*Problem to solve*: Copy the entries below word for word, starting at the very first entry and ending after the line that contains "[48,13,244,215]". Leave the pictures out of your copy.

........

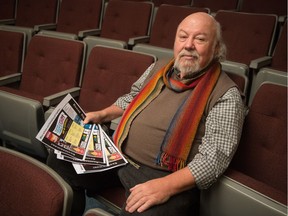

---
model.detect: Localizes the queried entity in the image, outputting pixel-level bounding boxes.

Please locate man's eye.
[196,37,206,43]
[179,35,187,41]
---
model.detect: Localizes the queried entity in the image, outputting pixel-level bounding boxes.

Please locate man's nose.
[185,38,195,50]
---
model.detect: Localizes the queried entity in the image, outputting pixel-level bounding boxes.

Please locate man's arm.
[84,63,155,124]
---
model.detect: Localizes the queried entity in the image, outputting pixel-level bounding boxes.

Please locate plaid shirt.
[114,64,245,189]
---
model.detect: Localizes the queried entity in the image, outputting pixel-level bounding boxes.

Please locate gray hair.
[214,20,227,62]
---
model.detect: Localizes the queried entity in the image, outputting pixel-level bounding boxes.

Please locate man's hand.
[125,167,195,213]
[125,178,171,213]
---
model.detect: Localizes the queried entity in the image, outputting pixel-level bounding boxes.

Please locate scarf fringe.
[156,152,186,172]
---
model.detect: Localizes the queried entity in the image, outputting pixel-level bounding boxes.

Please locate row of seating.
[0,0,287,20]
[0,0,287,102]
[0,31,287,216]
[0,0,287,216]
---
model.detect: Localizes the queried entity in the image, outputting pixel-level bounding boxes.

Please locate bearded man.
[48,13,245,216]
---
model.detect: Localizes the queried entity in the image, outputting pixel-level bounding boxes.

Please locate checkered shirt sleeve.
[188,87,246,189]
[114,63,155,110]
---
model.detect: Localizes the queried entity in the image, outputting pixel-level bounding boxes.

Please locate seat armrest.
[43,87,81,107]
[34,23,57,32]
[221,60,249,76]
[0,19,16,25]
[249,56,272,69]
[38,30,78,40]
[0,73,22,86]
[78,29,101,38]
[128,36,150,46]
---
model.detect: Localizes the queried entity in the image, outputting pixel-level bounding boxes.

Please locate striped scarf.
[113,60,221,171]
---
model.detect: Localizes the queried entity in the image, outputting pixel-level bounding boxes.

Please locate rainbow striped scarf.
[113,60,221,171]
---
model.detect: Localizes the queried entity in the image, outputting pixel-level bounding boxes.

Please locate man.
[48,13,244,215]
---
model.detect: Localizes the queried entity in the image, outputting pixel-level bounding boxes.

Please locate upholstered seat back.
[228,83,287,204]
[56,0,103,34]
[79,46,154,111]
[0,147,73,216]
[20,35,84,96]
[15,0,58,28]
[271,21,287,72]
[215,10,277,65]
[100,0,153,42]
[0,30,24,76]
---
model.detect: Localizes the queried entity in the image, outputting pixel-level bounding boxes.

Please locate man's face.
[174,14,216,77]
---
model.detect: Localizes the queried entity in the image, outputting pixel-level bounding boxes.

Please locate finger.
[125,198,146,213]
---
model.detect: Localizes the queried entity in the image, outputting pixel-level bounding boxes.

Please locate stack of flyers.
[36,94,127,174]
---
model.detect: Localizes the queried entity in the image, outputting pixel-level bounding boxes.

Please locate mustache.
[179,49,199,59]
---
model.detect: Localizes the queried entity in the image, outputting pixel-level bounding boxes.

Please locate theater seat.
[129,4,209,59]
[0,35,86,158]
[201,82,287,216]
[0,0,16,23]
[0,0,60,43]
[41,0,104,40]
[0,147,73,216]
[215,10,277,101]
[0,26,26,86]
[249,21,288,104]
[83,0,154,48]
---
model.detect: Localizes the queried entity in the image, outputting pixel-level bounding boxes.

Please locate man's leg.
[47,153,121,216]
[118,164,200,216]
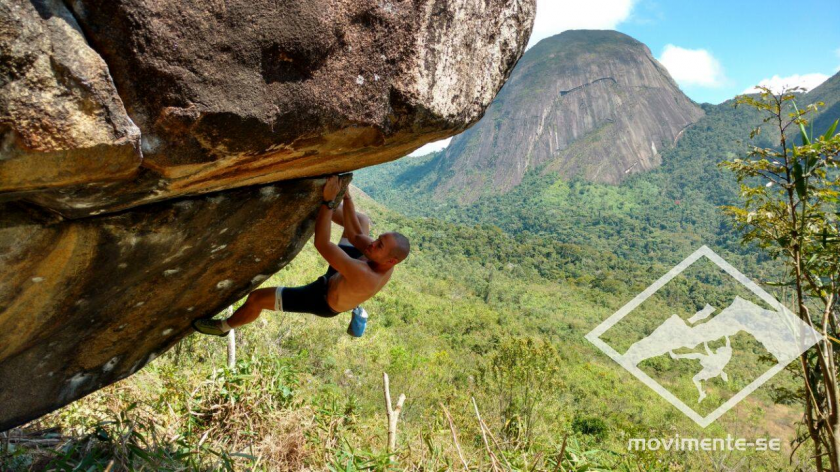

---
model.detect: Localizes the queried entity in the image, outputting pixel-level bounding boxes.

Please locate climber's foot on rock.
[193,318,229,336]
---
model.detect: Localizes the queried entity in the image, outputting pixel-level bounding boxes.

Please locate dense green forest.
[6,187,805,470]
[2,54,840,471]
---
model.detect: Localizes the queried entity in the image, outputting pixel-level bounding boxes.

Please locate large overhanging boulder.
[0,0,535,430]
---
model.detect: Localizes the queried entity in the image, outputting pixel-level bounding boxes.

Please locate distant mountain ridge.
[420,30,703,202]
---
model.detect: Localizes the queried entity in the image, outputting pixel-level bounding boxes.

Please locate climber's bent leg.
[227,287,275,328]
[272,275,338,318]
[192,288,274,336]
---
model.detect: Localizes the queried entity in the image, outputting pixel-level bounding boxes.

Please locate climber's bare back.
[327,258,394,312]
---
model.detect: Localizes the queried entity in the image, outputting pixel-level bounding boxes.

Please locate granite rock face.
[426,30,703,202]
[0,0,141,198]
[8,0,534,218]
[0,0,535,430]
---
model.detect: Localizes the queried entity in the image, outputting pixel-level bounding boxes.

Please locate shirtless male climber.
[193,176,410,336]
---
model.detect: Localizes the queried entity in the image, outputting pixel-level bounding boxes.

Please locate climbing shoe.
[347,306,367,338]
[193,318,228,336]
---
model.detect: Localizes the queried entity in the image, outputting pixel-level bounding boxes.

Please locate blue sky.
[412,0,840,155]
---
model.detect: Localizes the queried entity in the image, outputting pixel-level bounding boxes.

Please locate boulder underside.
[0,0,535,431]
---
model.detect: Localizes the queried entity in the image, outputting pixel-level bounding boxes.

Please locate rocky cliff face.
[426,31,703,201]
[0,0,535,430]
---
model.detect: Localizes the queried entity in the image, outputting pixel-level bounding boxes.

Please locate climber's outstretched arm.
[315,176,361,277]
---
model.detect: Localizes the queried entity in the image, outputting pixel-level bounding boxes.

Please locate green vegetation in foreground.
[4,191,806,471]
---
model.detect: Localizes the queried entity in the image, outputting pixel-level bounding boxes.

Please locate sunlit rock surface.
[0,0,535,430]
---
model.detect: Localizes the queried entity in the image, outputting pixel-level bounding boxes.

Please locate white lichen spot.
[59,372,93,401]
[102,356,120,372]
[140,133,160,154]
[251,274,268,285]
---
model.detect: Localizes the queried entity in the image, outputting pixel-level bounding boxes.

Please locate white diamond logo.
[586,246,823,428]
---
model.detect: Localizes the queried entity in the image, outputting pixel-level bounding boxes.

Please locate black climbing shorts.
[274,243,363,318]
[274,275,339,318]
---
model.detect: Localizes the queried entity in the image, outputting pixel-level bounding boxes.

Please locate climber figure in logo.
[193,176,410,336]
[668,336,732,403]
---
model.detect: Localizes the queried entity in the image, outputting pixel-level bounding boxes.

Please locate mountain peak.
[424,30,703,202]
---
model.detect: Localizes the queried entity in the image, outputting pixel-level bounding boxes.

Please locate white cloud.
[409,138,452,156]
[741,73,828,93]
[528,0,638,48]
[659,44,726,87]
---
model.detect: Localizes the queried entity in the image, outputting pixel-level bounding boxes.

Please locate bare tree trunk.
[227,305,236,370]
[440,403,470,471]
[382,372,405,462]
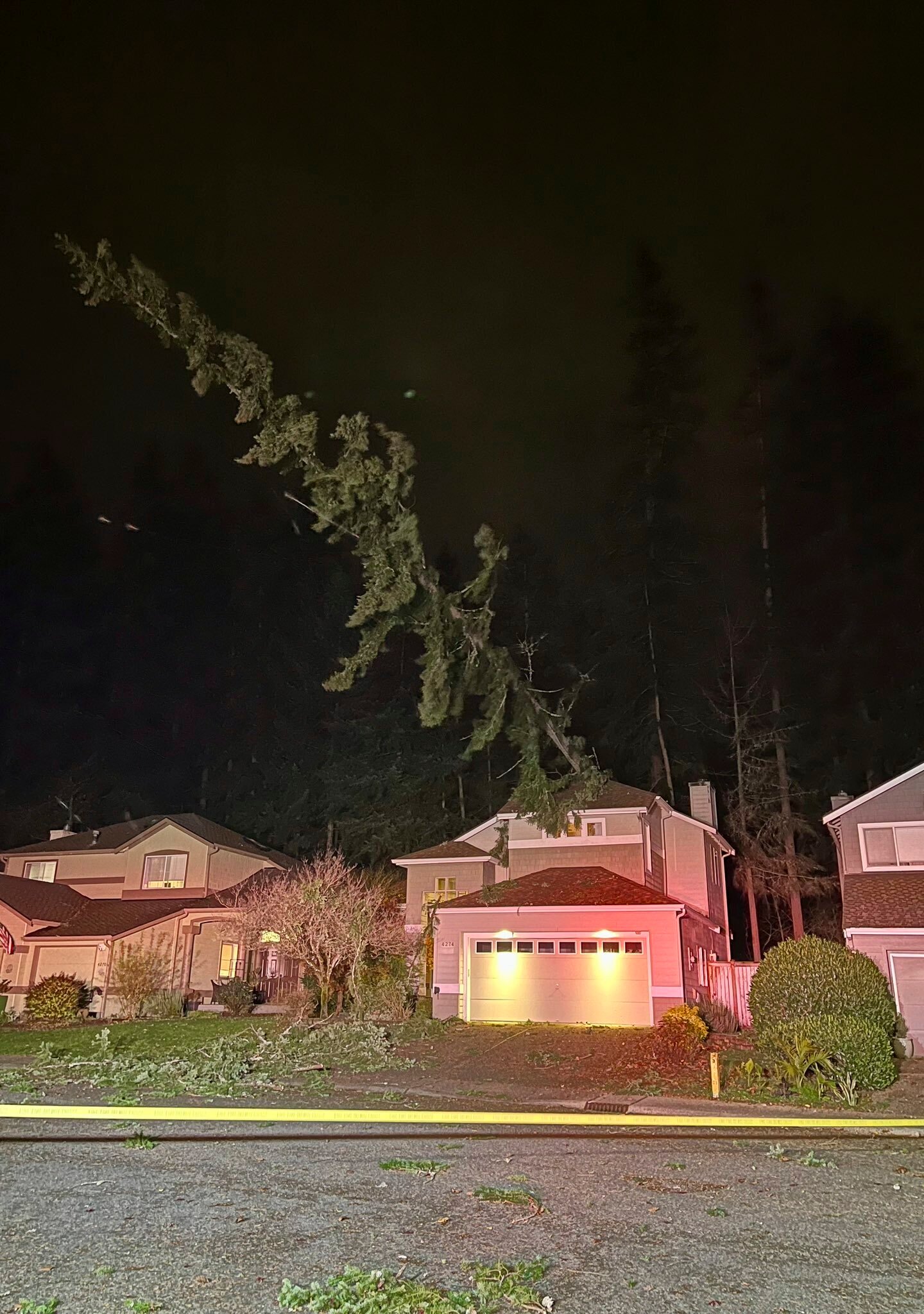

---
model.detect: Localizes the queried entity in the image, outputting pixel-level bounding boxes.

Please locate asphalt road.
[0,1111,924,1314]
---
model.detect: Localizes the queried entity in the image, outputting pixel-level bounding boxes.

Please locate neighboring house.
[393,783,732,1026]
[824,762,924,1046]
[0,812,292,1017]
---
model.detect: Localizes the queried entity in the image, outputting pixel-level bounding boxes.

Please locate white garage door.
[35,945,96,986]
[891,954,924,1038]
[466,935,652,1026]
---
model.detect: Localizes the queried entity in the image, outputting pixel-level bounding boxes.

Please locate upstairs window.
[142,853,189,889]
[860,823,924,871]
[22,862,58,880]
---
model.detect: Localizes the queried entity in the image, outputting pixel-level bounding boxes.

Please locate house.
[393,782,732,1026]
[824,762,924,1046]
[0,812,292,1017]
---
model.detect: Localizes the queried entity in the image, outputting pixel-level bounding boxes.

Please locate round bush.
[749,935,896,1036]
[26,973,87,1022]
[762,1013,896,1091]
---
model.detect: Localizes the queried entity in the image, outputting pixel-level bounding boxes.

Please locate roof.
[4,812,293,866]
[498,781,658,816]
[439,867,683,912]
[391,840,490,862]
[841,871,924,930]
[821,762,924,825]
[0,873,89,921]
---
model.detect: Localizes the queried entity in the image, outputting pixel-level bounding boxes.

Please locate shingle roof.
[841,871,924,929]
[0,874,89,921]
[391,840,490,862]
[439,867,683,912]
[5,812,293,866]
[499,781,658,816]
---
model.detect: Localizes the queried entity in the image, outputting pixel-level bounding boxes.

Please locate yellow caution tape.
[0,1104,924,1131]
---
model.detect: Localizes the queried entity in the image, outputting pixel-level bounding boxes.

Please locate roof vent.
[690,781,716,829]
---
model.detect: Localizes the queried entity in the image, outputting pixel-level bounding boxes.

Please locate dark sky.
[3,0,924,540]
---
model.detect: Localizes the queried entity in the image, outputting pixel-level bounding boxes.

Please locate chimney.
[690,781,716,828]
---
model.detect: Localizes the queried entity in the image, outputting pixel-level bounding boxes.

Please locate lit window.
[218,939,238,977]
[142,853,189,889]
[24,862,58,880]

........

*Task response*:
---
model.detect: Localizes the queried entity in the image, outputting pixel-level bounding boxes.

Please locate man's eye.
[196,37,206,43]
[179,35,187,41]
---
model.detect: Localizes the queried entity in the image, outputting pixel-level bounding boxes.

Please locate man's nose.
[185,38,195,50]
---
model.detect: Localizes the queried entity in the image, outputting pixel-level bounding boxes.

Please locate man's arm.
[84,63,155,124]
---
model.detect: Localizes the queried entity in the image, outputting pixel-level bounding boxes.

Please locate plaid shirt.
[114,64,245,189]
---
model.detect: Localizes the queried entity in the image, outputting pixel-level bounding boxes.

Please locate gray hair.
[214,20,227,62]
---
model.detect: Localizes the queried entity in the image, outputting pixel-level bounding boxes.

Please locate man's hand.
[125,167,195,213]
[125,178,171,213]
---
model.detect: Localizes the queried entity in the image, outputting pixel-level bounding boxes.

Please locate scarf fringe.
[156,152,186,172]
---
model.detect: Localizes the queried entity in the image, outputting pixel-level bounding boxes.

Please locate row of seating.
[0,0,287,20]
[0,0,287,102]
[0,31,287,216]
[0,0,287,216]
---
model.detect: Localizes the queried entity in the image, outputting pixel-level bounding boxes.

Please locate bearded man.
[48,13,245,216]
---
model.detect: Localizes the queried entity in the image, outputting pixel-level bounding boxes.

Please locate checkered shirt sleeve.
[188,87,246,189]
[114,63,155,110]
---
model.detect: Localizes the queried entity in the image, outputting pixel-level bounding boxes.

Please locate seat armrest.
[43,87,81,107]
[34,23,57,32]
[221,60,249,76]
[0,19,16,25]
[249,56,272,69]
[38,30,78,40]
[0,73,22,86]
[78,29,101,38]
[128,36,150,46]
---
model.detect: Localizes the queried entity in the image, outputting pixel-level bounding boxes.

Please locate striped scarf.
[113,60,221,171]
---
model.detect: Localizes the queried entity in the image, outputting pixel-level bounding boxes.

Please locate rainbow striped scarf.
[113,60,221,171]
---
model.detect: Localizes the queried entity in the image, outputting pixel-level bounding boxes.

Please locate man.
[48,13,244,215]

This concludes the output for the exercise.